== Source extract ==

The pitfalls of audio-visuo-tactile research

I am going to be submitting an article entitled “Tri-modal Speech: Audio-Visual-Tactile integration in Speech Perception”, along with my co-authors Doreen Hansmann and Catherine Theys, within the month. The article was, in the end, a success, demonstrating that visual and tactile speech can, separately and jointly, enhance or interfere with accurate auditory syllable identification in two-way forced-choice experiments.

However, I am writing this short post to serve as a warning to anyone who wishes to combine visual, tactile, and auditory speech perception research into one experiment. Today’s technology makes that exceedingly difficult:

The three of us have collective experience with electroencephalography, magnetic resonance imaging, and with combining ultrasound imaging of the tongue with electromagnetic articulometry. These are complex tasks that require a great deal of skill and training to complete successfully. Yet this paper’s research was the most technically demanding and error-prone task we have ever encountered. The reason is that despite all of the video you see online today, modern computers do not easily allow for research-grade, synchronized video within experimental software. Due to today’s multi-core central processing, it was in fact easier to do such things a 15 years ago than it is now. The number and variety of computer bugs in the operating system, video and audio library codecs, and experimental software presentation libraries were utterly overwhelming.

===

About this exercise: Continue the post on the pitfalls of audio-visuo-tactile research from the point where it stops.

== Excerpted records ==

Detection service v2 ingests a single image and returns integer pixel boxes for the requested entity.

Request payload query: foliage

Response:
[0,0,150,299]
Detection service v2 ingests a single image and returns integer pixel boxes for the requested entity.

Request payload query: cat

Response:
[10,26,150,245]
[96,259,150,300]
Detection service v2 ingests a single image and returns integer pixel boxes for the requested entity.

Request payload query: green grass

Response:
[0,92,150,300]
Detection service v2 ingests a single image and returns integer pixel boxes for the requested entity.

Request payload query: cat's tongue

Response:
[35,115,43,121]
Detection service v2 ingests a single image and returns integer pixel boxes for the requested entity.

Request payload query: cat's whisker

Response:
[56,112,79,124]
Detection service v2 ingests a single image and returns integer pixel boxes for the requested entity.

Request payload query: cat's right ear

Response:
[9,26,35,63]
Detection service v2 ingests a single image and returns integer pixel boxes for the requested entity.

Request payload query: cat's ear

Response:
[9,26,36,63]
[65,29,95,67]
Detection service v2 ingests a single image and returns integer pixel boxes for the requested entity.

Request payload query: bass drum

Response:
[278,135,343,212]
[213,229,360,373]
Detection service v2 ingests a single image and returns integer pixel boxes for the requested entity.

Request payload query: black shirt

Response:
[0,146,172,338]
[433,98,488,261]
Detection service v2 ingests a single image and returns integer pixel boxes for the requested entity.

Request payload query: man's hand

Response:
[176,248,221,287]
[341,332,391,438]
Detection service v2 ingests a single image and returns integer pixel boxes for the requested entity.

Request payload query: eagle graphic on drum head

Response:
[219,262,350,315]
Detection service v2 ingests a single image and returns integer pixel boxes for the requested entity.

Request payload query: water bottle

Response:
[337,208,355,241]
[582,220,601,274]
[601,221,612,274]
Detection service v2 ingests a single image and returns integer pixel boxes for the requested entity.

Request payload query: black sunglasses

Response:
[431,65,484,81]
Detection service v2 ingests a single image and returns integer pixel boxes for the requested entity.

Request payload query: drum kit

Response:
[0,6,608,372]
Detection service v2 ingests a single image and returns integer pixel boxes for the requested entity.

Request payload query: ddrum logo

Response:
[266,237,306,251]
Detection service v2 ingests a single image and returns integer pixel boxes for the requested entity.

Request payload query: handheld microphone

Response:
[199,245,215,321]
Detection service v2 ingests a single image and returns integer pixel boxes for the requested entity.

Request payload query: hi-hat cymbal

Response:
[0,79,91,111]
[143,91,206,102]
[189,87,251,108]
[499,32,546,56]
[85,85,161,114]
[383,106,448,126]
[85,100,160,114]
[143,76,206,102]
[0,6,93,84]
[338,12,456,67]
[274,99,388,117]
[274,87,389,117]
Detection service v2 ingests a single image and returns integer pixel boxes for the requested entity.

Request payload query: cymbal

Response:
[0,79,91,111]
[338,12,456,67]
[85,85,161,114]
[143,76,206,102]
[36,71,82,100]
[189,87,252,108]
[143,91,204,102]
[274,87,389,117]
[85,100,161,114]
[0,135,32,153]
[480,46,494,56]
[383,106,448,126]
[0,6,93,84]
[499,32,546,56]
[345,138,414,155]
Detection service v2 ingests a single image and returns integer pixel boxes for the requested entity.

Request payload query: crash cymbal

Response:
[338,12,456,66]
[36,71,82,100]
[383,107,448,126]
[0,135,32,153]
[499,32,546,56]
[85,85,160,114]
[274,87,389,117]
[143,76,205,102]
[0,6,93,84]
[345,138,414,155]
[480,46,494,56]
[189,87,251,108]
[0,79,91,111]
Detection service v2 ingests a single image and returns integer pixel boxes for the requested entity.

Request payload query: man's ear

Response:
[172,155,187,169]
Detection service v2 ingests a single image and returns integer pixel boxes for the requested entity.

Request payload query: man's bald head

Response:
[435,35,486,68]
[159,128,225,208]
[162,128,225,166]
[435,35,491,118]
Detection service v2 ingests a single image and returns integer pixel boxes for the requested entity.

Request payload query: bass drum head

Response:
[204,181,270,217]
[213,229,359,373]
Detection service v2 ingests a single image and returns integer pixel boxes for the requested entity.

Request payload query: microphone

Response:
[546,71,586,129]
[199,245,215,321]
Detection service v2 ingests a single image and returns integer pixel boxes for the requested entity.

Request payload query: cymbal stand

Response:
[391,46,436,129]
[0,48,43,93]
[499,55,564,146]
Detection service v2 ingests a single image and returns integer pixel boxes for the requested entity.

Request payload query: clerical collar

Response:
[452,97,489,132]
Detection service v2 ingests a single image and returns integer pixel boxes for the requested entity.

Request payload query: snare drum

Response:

===

Answer to the exercise:
We programmed this experiment in PsychoPy2, and after several rewrites and switching between a number of visual and audio codecs, we were forced to abandon the platform entirely due to unfixable intermittent crashes, and switch to MatLab and PsychToolBox. PsychToolBox also had several issues, but with several days of system debugging effort by Johnathan Wiltshire, programmer analyst at the University of Canterbury’s psychology department, these issues were at least resolvable. We cannot thank Johnathan enough! In addition, electrical issues with our own air flow system made completion of this research a daunting task, requiring a lot of help and repairs from Scott Lloyd of Electrical engineering. Scott did a lot of burdensome work for us, and we are grateful.

All told, I alone lost almost 100 working days to debugging and repair efforts during this experiment. We therefore recommend all those who follow up on this research make sure that they have collaborators with backgrounds in both engineering and information technology, work in labs with technical support, and have budgets and people who can and will build electrically robust equipment. We also recommend not just testing, debugging, and piloting experiments, but also the generation of automated iterative tools that can identify and allow the resolution of uncommon intermittent errors.

Your mental health depends on you following this advice.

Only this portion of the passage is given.